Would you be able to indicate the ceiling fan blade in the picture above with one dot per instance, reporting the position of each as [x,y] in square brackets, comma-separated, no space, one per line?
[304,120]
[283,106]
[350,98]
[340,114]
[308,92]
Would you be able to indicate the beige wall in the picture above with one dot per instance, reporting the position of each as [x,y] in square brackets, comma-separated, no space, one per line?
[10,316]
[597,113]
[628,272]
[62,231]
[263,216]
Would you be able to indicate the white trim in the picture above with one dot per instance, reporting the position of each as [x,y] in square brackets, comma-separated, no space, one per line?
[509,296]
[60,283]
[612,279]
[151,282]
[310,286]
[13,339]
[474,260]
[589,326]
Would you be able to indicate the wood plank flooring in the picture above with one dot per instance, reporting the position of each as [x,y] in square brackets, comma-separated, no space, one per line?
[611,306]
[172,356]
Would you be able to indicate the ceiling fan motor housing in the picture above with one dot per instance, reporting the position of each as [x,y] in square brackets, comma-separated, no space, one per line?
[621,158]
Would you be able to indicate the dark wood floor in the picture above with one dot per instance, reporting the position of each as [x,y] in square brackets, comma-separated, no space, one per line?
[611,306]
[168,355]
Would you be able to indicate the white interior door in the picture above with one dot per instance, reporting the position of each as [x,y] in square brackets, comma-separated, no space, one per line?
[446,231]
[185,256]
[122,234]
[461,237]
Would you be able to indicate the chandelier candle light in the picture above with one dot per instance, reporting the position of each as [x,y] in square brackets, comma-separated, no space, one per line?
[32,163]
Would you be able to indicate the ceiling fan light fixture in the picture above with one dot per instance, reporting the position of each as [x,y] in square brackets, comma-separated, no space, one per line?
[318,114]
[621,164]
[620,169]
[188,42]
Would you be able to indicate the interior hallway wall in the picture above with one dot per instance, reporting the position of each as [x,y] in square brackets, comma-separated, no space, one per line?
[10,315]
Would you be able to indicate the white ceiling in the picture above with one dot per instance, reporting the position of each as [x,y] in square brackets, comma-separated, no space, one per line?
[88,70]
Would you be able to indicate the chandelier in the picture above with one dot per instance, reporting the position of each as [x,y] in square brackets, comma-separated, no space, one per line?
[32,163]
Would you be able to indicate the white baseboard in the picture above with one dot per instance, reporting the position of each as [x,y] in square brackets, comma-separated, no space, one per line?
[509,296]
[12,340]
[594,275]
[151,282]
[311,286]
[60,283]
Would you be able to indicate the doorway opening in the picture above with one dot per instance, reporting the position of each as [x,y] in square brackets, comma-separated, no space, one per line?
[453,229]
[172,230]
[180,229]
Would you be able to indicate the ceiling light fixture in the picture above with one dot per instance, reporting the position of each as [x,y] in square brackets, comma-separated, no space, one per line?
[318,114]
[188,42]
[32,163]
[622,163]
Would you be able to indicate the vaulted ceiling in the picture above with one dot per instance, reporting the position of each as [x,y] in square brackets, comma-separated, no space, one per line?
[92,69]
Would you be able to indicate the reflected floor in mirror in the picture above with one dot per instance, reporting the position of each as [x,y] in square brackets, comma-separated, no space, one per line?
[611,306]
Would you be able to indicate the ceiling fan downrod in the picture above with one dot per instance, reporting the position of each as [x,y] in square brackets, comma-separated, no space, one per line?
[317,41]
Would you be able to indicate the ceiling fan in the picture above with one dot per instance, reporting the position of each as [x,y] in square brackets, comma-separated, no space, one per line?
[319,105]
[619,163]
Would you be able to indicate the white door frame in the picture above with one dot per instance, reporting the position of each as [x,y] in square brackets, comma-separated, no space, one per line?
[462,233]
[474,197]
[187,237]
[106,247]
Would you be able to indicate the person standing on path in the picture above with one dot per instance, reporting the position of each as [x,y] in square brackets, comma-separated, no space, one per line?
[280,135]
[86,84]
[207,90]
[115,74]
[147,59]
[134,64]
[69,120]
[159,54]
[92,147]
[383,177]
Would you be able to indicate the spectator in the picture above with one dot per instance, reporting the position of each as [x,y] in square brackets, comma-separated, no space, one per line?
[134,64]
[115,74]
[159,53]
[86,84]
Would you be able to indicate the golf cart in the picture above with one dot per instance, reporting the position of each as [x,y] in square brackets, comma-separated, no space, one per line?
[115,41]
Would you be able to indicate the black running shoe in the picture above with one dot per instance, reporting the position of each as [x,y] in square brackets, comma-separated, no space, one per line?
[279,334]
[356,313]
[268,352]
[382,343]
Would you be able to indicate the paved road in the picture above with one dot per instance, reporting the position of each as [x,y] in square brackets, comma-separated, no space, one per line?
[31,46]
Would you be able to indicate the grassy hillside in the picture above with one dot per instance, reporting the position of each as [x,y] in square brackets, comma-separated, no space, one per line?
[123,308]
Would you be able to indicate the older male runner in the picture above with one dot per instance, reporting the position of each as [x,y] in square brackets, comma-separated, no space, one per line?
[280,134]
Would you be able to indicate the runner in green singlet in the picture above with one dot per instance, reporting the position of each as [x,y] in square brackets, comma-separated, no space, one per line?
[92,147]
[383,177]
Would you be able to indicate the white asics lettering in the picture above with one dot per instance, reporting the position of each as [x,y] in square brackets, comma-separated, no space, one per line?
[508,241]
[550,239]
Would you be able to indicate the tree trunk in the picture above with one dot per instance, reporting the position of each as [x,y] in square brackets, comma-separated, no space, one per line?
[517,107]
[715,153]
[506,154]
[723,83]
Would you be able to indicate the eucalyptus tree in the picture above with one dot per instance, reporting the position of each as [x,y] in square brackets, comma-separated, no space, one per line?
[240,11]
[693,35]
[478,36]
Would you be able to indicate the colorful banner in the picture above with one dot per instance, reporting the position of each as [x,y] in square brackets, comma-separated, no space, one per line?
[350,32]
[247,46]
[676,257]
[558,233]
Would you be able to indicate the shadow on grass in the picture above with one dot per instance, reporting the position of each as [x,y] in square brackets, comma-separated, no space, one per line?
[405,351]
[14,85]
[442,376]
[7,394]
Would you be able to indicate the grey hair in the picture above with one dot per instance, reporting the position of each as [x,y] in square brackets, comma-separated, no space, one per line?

----------------

For every entry above, give it back exactly as written.

Would you be able to indicate the ceiling fan blade in the picture above with one dot per instance, reporting the position of each as [x,y] in square brackets, comma-separated, no space, one per line?
[304,120]
[283,106]
[350,98]
[340,114]
[308,92]
Would you be able to indicate the beige wall in the picture above with one dot per instance, reporting the position of each as [x,y] in square brackets, comma-separated, no space, one per line?
[10,316]
[597,113]
[628,272]
[62,231]
[263,216]
Would you be able to indicate the white trim in the picture above with one dot per instance, reporting the position of each as [x,y] in square brackets, comma-separated, no space, one per line?
[509,296]
[60,283]
[612,279]
[151,282]
[310,286]
[13,339]
[474,260]
[589,326]
Would you be able to indicate the wood plank flooring in the picture above with one dot per instance, reporting the position of each as [x,y] in square brackets, comma-separated, no space, one per line?
[611,306]
[172,356]
Would you be able to indicate the ceiling fan motor housing in the picture above with one dot per instance, reporting the position of each as [x,y] in square brackets, comma-separated, no space, one per line?
[621,158]
Would you be able to indicate the dark wood floor in the picture above with one dot per instance, reporting the position of each as [x,y] in square brackets, comma-separated, no space, one per line?
[611,306]
[168,355]
Would you be able to indicate the white interior door in the picture above with one dot per instance, reporting the position of each as [x,y] in square brackets, comma-separated, no space, one per line?
[446,231]
[185,256]
[122,234]
[461,237]
Would you be able to indicate the chandelier candle light in the picture above with one dot per instance, reporting the position of each as [x,y] in square brackets, comma-separated, no space, one per line?
[32,163]
Would you be able to indicate the ceiling fan light fixture in the picture above with one dot per instance, reporting the position of each as [x,y] in square brackets, comma-separated, no space, one per line?
[318,114]
[621,164]
[620,169]
[188,42]
Would you be able to indicate the interior hallway wall in the picture above with one dot per instance, reporting the position of each as [x,y] in square brackets, comma-separated, no space, one per line?
[10,315]
Would you be able to indicate the white ceiling in the picture above with one dot per instance, reporting the position of each as [x,y] in square brackets, comma-separated, no space, one per line?
[88,70]
Would you be able to indicate the chandelier in the picture above with one dot per instance, reporting the position of each as [x,y] in square brackets, comma-separated, no space, one per line?
[32,163]
Would you be able to indicate the white baseboard in the picture above with one dot per instance, reporting the position of each as [x,y] in square brackets, comma-separated, no space, one per line?
[509,296]
[12,340]
[594,275]
[151,282]
[311,286]
[60,283]
Would you be able to indicate the doorway opening in the picture above with one dot per instance, reporting the position of each as [x,y] in square brackets, comma-separated, no space, one per line?
[453,229]
[172,230]
[180,229]
Would you be able to indicate the ceiling light fixture in the picture above with one dot per instance, reporting the position of each as [x,y] in square brackets, comma-separated, no space, one per line?
[318,114]
[188,42]
[32,163]
[622,163]
Would you be able to indicate the vaulted ceiling in the picture above with one dot per instance, reporting the position of each as [x,y] in square brackets, comma-separated, no space, one per line?
[92,69]
Would you be able to indicate the reflected floor in mirror in the picture above with one dot per instance, reporting the position of each as [x,y] in square brackets, comma-separated, no space, one per line?
[611,306]
Would you be able to indicate the ceiling fan downrod in the picture above with one dot per instance, reporting the position of each as [x,y] in square brackets, comma-separated, no space, one per line?
[317,41]
Would you be able to indicate the ceiling fan in the picture above with one dot per instance, reporting the position of each as [x,y] in square brackets, comma-separated, no space, one per line?
[319,105]
[619,163]
Would you be able to indicate the white door frame in the picture above with one dot per instance, reporting the position of each as [x,y] in square brackets, comma-separated, no space, one per line?
[462,233]
[474,197]
[187,237]
[106,247]
Would you be able to indicate the person standing on path in the picture above with one dot per instance, reporting the position of each as [x,y] in square brackets, comma-separated, no space, one per line?
[280,135]
[86,84]
[207,90]
[115,74]
[147,59]
[134,64]
[69,120]
[159,54]
[92,147]
[383,177]
Would you be able to indicate the spectator in the picture above with one dot per instance, reporting the position of each as [x,y] in square brackets, comma-separated, no space, one per line?
[134,64]
[115,74]
[159,53]
[86,84]
Would you be able to indicate the golf cart in the picture above with one dot per instance, reporting the position of each as [x,y] in square brackets, comma-separated, no space, one per line?
[115,41]
Would you be able to indicate the black running shoe in the picture above with one dot per instance, reporting the position of each as [x,y] in square brackets, comma-separated, no space, one per line?
[279,334]
[356,313]
[268,352]
[382,343]
Would you be able to indicate the paved road in the picture above with one dot per instance, reporting the position of each as [x,y] in square brackets, comma-separated, no space, one per line?
[31,46]
Would you be able to indicate the grassy hillside in the picture above with one dot per instance, reporting the position of each as [x,y] in square brackets, comma-separated, no space, one per line?
[123,308]
Would you be able to indicate the older male runner in the picture above with one dot per instance, reporting the position of each as [x,y] in square brackets, comma-separated, no space, one per line?
[280,134]
Would you be able to indicate the runner in green singlet in the picture above with one dot per instance, reporting the position of each as [x,y] in square brackets, comma-separated, no space, one per line?
[92,147]
[383,177]
Would you be able to indicate the white asics lettering in the picture above with one dot per instance, reporting the position of each as [x,y] in square brackets, comma-separated, no space, one per line?
[508,241]
[550,239]
Would you be able to indicate the tree trunk in the picture above with one dot per instance, reporting the position of each as [x,y] in square brackets, comma-separated, no space, one per line?
[517,107]
[715,153]
[506,154]
[723,83]
Would you be able to indicate the eucalyptus tree in the picture above with one dot per instance, reporting the position of each as [x,y] in square brackets, comma-separated, no space, one per line?
[240,11]
[693,35]
[478,36]
Would you be able to indicate the colorful banner in the picture above with one dot per instance, reporting the position of each as [x,y] in square brackets, comma-separated, no space, one per line?
[350,32]
[247,46]
[676,257]
[558,233]
Would you be able to indicate the shadow on grass in the picture above with one dot per instance, reporting the position of each as [x,y] in square brackets, comma-separated, no space, one per line?
[405,351]
[14,85]
[442,376]
[7,394]
Would you be able to indicate the grey hair in the picture above with one dot per instance, reporting the position of each as [x,y] in square brackets, comma-separated, no space, one per line?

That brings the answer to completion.